▶ O que fazer:
Traduza para o inglês esta frase do texto sobre animais silvestres na China: "Li, do Greenpeace, aponta que existem muitas brechas nas leis chinesas de proteção animal."

Os mercados de animais silvestres foram fechados em todo o país, e grupos de ambientalistas pressionam por leis mais rigorosas para proteger espécies ameaçadas e prevenir futuras pandemias.
Em junho, o governo chinês conferiu o nível de proteção máximo ao pangolim, um mamífero muito ameaçado e caçado devido a sua carne e escamas, usadas na medicina tradicional chinesa. Organizações ambientais saudaram a medida, e pedem ainda que o governo torne permanente a proibição de comer e vender outros animais silvestres.
Li Shuo, do Greenpeace de Pequim, comenta que a campanha tem forte apoio popular: "Estamos surfando na onda gerada pela covid-19. É muito grande a vontade política e pública de proteger o meio ambiente e evitar um novo surto."
Os grupos de preservação enfatizam que a captura e criação de animais silvestres, sejam porcos-espinhos ou pangolins, podem prejudicar as populações nativas e os ecossistemas. Além disso, quanto mais seres humanos entram em contato com animais portadores de vírus perigosos – por exemplo, através de desmatamento, invasão de habitats ou caça –, maior o risco de transmissão.
Li, do Greenpeace, aponta que existem muitas brechas nas leis chinesas de proteção animal. Por exemplo, nem sempre é claro quais espécies são definidas como vida selvagem e, portanto, cobertas pela interdição do consumo de animais silvestres.

▶ Dados de localização com um ponto por instância:
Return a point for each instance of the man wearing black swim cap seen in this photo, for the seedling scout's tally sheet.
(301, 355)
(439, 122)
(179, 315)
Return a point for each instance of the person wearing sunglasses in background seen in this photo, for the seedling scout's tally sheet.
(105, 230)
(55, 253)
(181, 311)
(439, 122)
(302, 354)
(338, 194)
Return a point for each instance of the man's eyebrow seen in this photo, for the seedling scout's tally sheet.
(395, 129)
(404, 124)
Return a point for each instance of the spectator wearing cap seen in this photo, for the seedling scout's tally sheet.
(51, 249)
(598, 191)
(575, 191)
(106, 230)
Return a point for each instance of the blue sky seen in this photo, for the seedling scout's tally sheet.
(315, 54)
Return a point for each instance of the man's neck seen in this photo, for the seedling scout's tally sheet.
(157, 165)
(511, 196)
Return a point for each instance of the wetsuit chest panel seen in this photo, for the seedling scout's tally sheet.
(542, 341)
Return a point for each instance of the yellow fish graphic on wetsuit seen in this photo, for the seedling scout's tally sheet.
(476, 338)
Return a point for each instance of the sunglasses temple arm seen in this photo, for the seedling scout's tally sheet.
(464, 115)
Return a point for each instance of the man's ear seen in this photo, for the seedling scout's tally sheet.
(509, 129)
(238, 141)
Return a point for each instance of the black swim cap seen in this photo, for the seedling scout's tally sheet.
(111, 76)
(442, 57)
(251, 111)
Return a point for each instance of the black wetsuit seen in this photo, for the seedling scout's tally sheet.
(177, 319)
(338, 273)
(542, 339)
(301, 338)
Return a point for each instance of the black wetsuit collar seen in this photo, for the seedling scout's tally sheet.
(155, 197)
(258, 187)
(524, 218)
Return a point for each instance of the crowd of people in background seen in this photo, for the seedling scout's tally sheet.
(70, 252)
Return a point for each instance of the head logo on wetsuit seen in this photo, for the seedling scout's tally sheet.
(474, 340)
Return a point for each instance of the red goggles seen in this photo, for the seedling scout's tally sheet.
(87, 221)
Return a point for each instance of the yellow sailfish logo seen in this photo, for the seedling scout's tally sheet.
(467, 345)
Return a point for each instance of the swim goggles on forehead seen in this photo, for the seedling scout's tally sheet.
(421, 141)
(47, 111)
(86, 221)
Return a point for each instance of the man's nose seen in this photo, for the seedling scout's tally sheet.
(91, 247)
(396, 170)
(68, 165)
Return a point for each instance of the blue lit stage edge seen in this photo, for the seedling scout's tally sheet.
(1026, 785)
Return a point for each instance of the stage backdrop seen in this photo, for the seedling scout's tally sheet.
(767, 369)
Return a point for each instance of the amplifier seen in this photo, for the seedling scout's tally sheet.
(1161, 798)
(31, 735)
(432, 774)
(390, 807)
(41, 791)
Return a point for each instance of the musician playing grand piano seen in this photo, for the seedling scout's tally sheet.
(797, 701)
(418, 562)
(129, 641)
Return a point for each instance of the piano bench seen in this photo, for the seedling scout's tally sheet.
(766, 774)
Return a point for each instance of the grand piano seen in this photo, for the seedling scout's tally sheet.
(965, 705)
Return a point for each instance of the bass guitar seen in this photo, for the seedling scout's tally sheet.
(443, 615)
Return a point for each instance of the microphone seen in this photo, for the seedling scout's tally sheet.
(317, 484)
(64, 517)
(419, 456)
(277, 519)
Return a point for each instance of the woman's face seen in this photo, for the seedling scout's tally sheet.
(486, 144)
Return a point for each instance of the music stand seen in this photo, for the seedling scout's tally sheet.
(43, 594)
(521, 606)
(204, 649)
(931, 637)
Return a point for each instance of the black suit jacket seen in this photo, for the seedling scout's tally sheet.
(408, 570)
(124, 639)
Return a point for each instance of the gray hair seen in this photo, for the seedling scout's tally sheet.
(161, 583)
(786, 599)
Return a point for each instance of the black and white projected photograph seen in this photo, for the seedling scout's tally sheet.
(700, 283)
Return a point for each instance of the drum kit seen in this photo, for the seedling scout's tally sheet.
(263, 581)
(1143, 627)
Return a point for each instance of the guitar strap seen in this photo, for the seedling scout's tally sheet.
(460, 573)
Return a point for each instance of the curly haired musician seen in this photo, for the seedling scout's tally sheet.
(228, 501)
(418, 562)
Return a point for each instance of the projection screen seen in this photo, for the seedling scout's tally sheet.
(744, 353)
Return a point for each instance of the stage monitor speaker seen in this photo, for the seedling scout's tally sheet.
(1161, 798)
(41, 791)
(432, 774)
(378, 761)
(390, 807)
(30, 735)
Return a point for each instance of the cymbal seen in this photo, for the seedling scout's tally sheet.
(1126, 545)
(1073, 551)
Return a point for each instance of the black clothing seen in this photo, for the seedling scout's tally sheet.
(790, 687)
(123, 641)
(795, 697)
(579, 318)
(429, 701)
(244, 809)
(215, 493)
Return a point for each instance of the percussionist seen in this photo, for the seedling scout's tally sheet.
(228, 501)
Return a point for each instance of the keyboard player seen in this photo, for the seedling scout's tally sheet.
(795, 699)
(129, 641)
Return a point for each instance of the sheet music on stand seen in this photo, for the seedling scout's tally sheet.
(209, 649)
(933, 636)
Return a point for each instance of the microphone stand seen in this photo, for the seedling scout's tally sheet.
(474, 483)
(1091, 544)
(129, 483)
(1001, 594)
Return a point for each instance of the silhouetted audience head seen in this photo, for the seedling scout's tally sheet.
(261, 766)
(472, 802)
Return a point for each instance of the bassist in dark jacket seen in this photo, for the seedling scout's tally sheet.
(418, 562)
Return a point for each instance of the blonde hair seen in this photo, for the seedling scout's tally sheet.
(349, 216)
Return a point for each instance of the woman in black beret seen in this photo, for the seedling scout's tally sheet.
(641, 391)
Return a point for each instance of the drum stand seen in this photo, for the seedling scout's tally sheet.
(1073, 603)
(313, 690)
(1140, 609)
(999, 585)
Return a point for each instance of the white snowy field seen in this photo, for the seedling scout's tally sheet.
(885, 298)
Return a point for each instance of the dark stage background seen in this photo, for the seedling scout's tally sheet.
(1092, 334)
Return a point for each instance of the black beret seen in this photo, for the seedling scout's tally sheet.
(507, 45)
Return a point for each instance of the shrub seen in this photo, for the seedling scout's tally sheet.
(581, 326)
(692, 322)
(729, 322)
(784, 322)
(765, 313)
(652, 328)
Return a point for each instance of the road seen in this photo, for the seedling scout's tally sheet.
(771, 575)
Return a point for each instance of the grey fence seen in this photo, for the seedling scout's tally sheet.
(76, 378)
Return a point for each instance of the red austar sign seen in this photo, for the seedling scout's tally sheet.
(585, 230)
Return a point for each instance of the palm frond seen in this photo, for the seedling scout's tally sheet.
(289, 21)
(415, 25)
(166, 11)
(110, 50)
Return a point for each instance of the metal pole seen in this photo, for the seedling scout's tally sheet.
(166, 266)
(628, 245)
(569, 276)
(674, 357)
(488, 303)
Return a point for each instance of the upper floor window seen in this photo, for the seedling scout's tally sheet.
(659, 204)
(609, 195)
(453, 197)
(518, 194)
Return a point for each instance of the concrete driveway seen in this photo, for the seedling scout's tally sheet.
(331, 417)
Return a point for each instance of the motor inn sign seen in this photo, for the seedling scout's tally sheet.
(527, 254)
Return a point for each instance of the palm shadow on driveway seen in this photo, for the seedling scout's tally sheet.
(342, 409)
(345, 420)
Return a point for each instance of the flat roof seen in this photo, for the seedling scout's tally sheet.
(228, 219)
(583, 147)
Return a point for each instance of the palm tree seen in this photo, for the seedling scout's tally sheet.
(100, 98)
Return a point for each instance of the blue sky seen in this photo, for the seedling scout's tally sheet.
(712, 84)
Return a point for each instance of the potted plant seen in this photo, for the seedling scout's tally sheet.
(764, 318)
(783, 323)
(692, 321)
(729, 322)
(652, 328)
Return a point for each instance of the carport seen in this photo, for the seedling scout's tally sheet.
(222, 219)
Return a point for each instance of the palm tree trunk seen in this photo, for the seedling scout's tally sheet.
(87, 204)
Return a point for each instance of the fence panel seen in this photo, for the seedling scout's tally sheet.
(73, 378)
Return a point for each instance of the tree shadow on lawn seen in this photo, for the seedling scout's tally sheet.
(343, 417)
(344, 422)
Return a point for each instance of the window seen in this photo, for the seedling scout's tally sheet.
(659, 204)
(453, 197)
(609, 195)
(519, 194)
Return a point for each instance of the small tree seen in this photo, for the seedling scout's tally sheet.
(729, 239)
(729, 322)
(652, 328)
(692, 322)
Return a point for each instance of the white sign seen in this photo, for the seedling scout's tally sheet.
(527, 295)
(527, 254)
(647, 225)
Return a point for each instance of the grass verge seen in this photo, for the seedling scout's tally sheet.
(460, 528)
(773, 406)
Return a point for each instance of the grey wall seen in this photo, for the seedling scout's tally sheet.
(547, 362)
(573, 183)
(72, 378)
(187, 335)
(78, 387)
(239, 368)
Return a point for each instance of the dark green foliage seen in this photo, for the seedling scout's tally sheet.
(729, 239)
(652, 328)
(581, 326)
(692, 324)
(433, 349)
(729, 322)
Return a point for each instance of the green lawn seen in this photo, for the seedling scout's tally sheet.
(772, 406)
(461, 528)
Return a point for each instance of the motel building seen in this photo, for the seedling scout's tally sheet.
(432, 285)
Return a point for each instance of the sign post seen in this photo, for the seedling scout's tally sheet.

▶ Resposta do exercício:
Li, from Greenpeace, points out that there are many loopholes in China's animal protection laws.